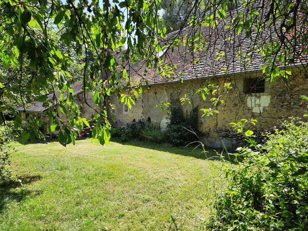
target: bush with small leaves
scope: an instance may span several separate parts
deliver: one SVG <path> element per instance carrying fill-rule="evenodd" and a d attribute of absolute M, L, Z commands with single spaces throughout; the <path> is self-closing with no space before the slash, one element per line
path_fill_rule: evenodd
<path fill-rule="evenodd" d="M 233 126 L 244 135 L 249 122 Z M 229 184 L 207 226 L 212 230 L 308 230 L 308 123 L 284 121 L 262 144 L 253 140 L 252 131 L 245 134 L 250 146 L 237 149 L 238 167 L 223 168 Z"/>

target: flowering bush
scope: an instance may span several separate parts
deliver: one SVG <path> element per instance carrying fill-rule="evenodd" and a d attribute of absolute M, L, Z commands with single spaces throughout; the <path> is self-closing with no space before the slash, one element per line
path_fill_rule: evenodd
<path fill-rule="evenodd" d="M 95 127 L 96 124 L 94 123 L 90 123 L 89 124 L 92 124 L 91 127 L 87 127 L 83 128 L 79 133 L 79 137 L 92 137 L 93 128 Z"/>
<path fill-rule="evenodd" d="M 242 124 L 233 124 L 242 133 Z M 263 144 L 253 133 L 245 133 L 249 148 L 234 154 L 238 166 L 222 169 L 229 184 L 213 205 L 207 230 L 307 230 L 308 123 L 284 121 Z"/>

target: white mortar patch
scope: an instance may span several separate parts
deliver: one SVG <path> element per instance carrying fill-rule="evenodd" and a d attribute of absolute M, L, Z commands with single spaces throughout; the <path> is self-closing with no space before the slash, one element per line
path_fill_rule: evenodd
<path fill-rule="evenodd" d="M 269 95 L 252 95 L 247 99 L 247 106 L 252 109 L 253 112 L 262 112 L 263 108 L 268 107 L 270 102 Z"/>
<path fill-rule="evenodd" d="M 167 125 L 168 124 L 170 123 L 170 120 L 165 117 L 163 118 L 160 121 L 160 130 L 162 131 L 166 131 Z"/>

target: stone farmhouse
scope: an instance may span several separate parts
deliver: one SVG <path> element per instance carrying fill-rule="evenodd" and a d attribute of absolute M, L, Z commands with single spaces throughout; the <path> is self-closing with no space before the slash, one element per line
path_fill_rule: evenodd
<path fill-rule="evenodd" d="M 245 6 L 242 9 L 246 10 Z M 253 10 L 260 10 L 257 8 Z M 266 12 L 266 9 L 264 10 Z M 152 123 L 165 130 L 170 121 L 170 115 L 156 106 L 162 102 L 178 103 L 186 94 L 191 103 L 186 103 L 179 110 L 188 116 L 193 108 L 197 107 L 199 119 L 196 123 L 204 134 L 202 140 L 207 146 L 220 147 L 223 142 L 227 147 L 243 144 L 241 143 L 242 138 L 233 131 L 230 123 L 242 119 L 255 119 L 258 121 L 256 126 L 251 129 L 255 134 L 259 135 L 264 131 L 272 129 L 283 118 L 291 116 L 302 118 L 301 115 L 307 108 L 307 103 L 301 95 L 308 95 L 306 58 L 296 57 L 290 65 L 281 67 L 291 72 L 287 79 L 278 76 L 270 82 L 265 78 L 262 72 L 263 55 L 255 52 L 247 57 L 245 54 L 251 52 L 255 41 L 259 41 L 261 45 L 275 39 L 271 26 L 267 26 L 268 29 L 260 33 L 253 28 L 249 36 L 242 33 L 237 34 L 225 26 L 231 23 L 235 13 L 228 13 L 225 23 L 220 23 L 213 28 L 201 26 L 193 30 L 188 27 L 172 32 L 166 39 L 159 41 L 162 44 L 161 47 L 165 45 L 167 48 L 157 54 L 157 56 L 163 58 L 164 64 L 172 67 L 175 64 L 177 67 L 176 71 L 170 78 L 163 78 L 157 68 L 147 68 L 145 63 L 141 60 L 135 64 L 122 62 L 121 57 L 123 52 L 114 54 L 119 68 L 125 68 L 133 82 L 142 82 L 144 86 L 142 93 L 131 109 L 120 103 L 116 95 L 110 98 L 111 102 L 115 105 L 113 112 L 115 121 L 125 125 L 134 119 L 146 120 L 149 117 Z M 259 16 L 264 14 L 260 13 Z M 307 28 L 303 32 L 307 33 Z M 174 38 L 185 37 L 188 41 L 200 32 L 205 38 L 206 35 L 211 35 L 206 38 L 207 43 L 204 47 L 201 47 L 200 44 L 200 49 L 193 52 L 188 43 L 169 49 L 169 45 Z M 198 41 L 197 38 L 195 42 Z M 148 88 L 146 87 L 146 83 Z M 123 83 L 126 83 L 124 80 Z M 227 93 L 222 89 L 228 84 L 233 88 Z M 205 87 L 214 89 L 212 84 L 219 86 L 220 90 L 208 96 L 205 101 L 202 94 L 194 94 L 197 89 Z M 76 92 L 80 94 L 82 92 L 82 84 L 77 83 L 74 86 Z M 82 94 L 80 94 L 82 98 Z M 213 105 L 210 99 L 220 95 L 222 95 L 221 99 L 225 100 L 226 103 Z M 89 96 L 89 101 L 91 97 L 91 95 Z M 41 104 L 35 102 L 26 111 L 42 114 L 46 108 Z M 217 109 L 219 112 L 201 118 L 203 112 L 200 109 L 209 108 Z M 92 112 L 85 106 L 83 117 L 89 118 Z"/>

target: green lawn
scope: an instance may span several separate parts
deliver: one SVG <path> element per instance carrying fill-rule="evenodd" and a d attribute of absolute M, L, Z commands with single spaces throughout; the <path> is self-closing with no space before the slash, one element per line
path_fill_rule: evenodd
<path fill-rule="evenodd" d="M 168 230 L 170 214 L 196 230 L 224 184 L 220 162 L 199 149 L 90 139 L 14 145 L 24 184 L 0 186 L 1 231 Z"/>

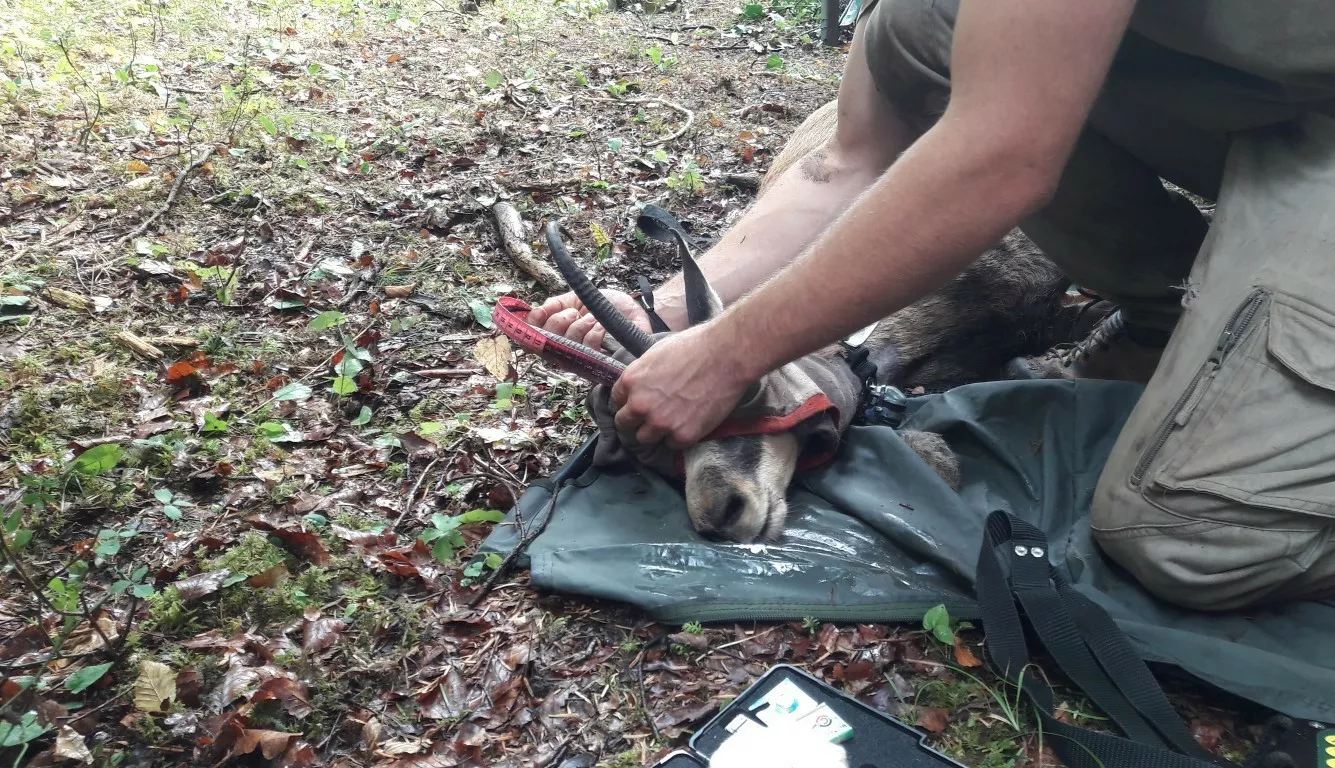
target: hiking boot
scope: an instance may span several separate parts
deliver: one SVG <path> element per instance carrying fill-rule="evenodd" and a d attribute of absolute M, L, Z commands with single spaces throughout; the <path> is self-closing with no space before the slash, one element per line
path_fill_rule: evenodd
<path fill-rule="evenodd" d="M 1033 358 L 1005 366 L 1011 379 L 1115 379 L 1147 383 L 1168 345 L 1168 333 L 1131 327 L 1121 311 L 1099 321 L 1083 339 L 1059 345 Z"/>

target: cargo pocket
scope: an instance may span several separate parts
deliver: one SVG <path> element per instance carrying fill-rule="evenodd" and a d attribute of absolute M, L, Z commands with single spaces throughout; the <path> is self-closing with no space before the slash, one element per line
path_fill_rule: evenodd
<path fill-rule="evenodd" d="M 1335 314 L 1282 293 L 1248 297 L 1137 471 L 1157 490 L 1335 517 Z M 1193 517 L 1246 514 L 1215 509 Z"/>

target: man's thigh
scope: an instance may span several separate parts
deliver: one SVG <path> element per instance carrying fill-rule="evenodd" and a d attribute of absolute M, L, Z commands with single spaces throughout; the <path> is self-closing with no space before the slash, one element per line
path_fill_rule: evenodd
<path fill-rule="evenodd" d="M 1104 550 L 1165 600 L 1335 593 L 1335 119 L 1235 139 L 1157 373 L 1095 496 Z"/>

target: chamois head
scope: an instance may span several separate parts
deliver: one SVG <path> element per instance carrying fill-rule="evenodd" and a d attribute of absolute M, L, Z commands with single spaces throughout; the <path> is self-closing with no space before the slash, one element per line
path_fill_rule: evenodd
<path fill-rule="evenodd" d="M 641 226 L 645 226 L 645 219 Z M 662 226 L 661 222 L 654 222 Z M 718 294 L 692 254 L 685 232 L 662 226 L 650 235 L 670 232 L 682 262 L 686 315 L 692 326 L 708 322 L 722 310 Z M 547 224 L 547 244 L 562 275 L 579 301 L 589 307 L 626 354 L 642 355 L 654 337 L 618 313 L 593 282 L 579 270 L 561 242 L 555 224 Z M 774 375 L 774 374 L 770 374 Z M 752 387 L 744 403 L 765 386 L 762 379 Z M 801 403 L 793 403 L 797 407 Z M 788 516 L 788 484 L 793 478 L 801 443 L 790 431 L 737 434 L 705 439 L 682 454 L 685 470 L 686 513 L 692 526 L 712 541 L 764 541 L 777 538 Z"/>

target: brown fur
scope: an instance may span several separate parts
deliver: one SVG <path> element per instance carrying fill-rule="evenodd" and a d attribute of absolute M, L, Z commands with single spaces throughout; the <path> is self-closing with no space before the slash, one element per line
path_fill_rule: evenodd
<path fill-rule="evenodd" d="M 834 138 L 836 118 L 837 103 L 830 102 L 797 128 L 765 175 L 761 195 L 794 164 L 818 175 L 820 167 L 808 166 Z M 909 391 L 996 379 L 1011 358 L 1069 341 L 1073 315 L 1063 310 L 1067 286 L 1067 278 L 1028 238 L 1011 232 L 945 287 L 880 322 L 865 342 L 877 381 Z M 842 349 L 832 345 L 818 354 L 838 355 Z M 951 488 L 960 488 L 960 463 L 944 437 L 924 431 L 901 437 Z M 796 462 L 792 435 L 728 438 L 690 449 L 686 506 L 692 524 L 713 538 L 777 537 Z"/>

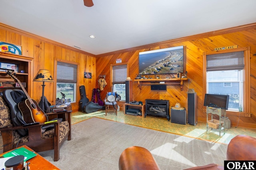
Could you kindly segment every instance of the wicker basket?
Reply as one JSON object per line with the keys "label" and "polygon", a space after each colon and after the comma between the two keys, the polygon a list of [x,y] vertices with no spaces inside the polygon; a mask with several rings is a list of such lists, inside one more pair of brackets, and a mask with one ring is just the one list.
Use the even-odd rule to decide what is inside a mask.
{"label": "wicker basket", "polygon": [[[212,119],[212,120],[207,121],[207,123],[208,123],[208,125],[210,127],[216,129],[219,128],[219,125],[220,125],[220,120]],[[223,122],[221,121],[220,123],[221,123],[221,125],[222,125],[223,124]]]}

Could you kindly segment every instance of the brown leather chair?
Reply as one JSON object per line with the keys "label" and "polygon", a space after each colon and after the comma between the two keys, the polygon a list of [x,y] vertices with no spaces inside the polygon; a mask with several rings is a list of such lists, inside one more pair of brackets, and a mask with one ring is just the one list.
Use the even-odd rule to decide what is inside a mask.
{"label": "brown leather chair", "polygon": [[[228,145],[226,160],[255,160],[256,159],[256,138],[243,135],[238,135],[230,141]],[[223,164],[224,164],[223,160]],[[193,167],[185,170],[224,170],[224,167],[211,164]]]}
{"label": "brown leather chair", "polygon": [[140,147],[131,147],[123,151],[119,158],[120,170],[159,170],[151,153]]}
{"label": "brown leather chair", "polygon": [[[256,138],[246,135],[238,135],[228,144],[226,160],[255,160],[256,159]],[[223,160],[223,164],[224,164]],[[139,147],[126,149],[119,158],[119,170],[158,170],[159,168],[151,153]],[[171,169],[171,167],[170,169]],[[216,164],[192,167],[184,170],[224,170]]]}

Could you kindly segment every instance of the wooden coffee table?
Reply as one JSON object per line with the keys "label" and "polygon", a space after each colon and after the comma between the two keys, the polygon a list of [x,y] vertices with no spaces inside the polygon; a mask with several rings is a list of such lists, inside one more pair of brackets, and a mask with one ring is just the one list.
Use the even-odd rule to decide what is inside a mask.
{"label": "wooden coffee table", "polygon": [[[30,170],[60,170],[60,168],[55,166],[53,164],[52,164],[51,162],[45,159],[43,157],[39,155],[37,153],[35,152],[34,150],[28,147],[27,146],[23,145],[22,147],[20,147],[17,148],[19,148],[21,147],[24,147],[28,149],[29,150],[31,150],[32,151],[34,152],[37,155],[34,158],[32,158],[29,159],[26,161],[27,163],[30,162],[30,164],[29,164],[28,166],[29,166],[30,169]],[[3,153],[1,154],[0,155],[0,156],[2,156],[6,153],[10,151],[11,150],[9,150],[5,153]]]}

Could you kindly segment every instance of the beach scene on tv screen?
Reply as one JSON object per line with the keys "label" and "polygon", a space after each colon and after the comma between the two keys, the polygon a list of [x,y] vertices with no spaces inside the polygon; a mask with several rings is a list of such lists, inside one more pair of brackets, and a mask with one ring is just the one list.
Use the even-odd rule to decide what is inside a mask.
{"label": "beach scene on tv screen", "polygon": [[183,46],[139,53],[140,74],[183,72]]}

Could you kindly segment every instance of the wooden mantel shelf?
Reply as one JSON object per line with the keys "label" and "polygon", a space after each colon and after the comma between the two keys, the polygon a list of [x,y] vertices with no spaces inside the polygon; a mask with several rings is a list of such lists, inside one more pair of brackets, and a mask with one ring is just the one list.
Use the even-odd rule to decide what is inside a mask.
{"label": "wooden mantel shelf", "polygon": [[[164,85],[164,84],[180,84],[180,90],[183,90],[183,81],[187,80],[188,78],[154,78],[147,79],[135,79],[135,82],[138,82],[138,86],[141,89],[141,86],[143,84],[148,85]],[[160,83],[160,82],[164,83]]]}

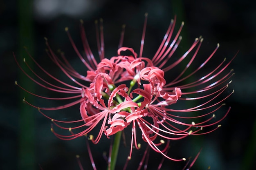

—————

Work to do:
Render everything in the records from the line containing "target: man's thigh" down to the line containing "1104 550 L 1165", both included, as a two-column CSV with the columns input and output and one row per item. Put each item's text and its answer in a single quoted field each, with line breaks replaced by spaces.

Exercise output:
input,output
"target: man's thigh scope: an instance may span several separate parts deliver: one SVG <path> element per instance carrying fill-rule=""evenodd"" and a d attribute of absolute M, L, Z commands with single spaces throughout; the <path> is self-closing with no space before the slash, one element per line path_fill_rule: evenodd","<path fill-rule=""evenodd"" d=""M 1104 550 L 1165 600 L 1335 593 L 1335 119 L 1235 139 L 1157 373 L 1095 496 Z""/>"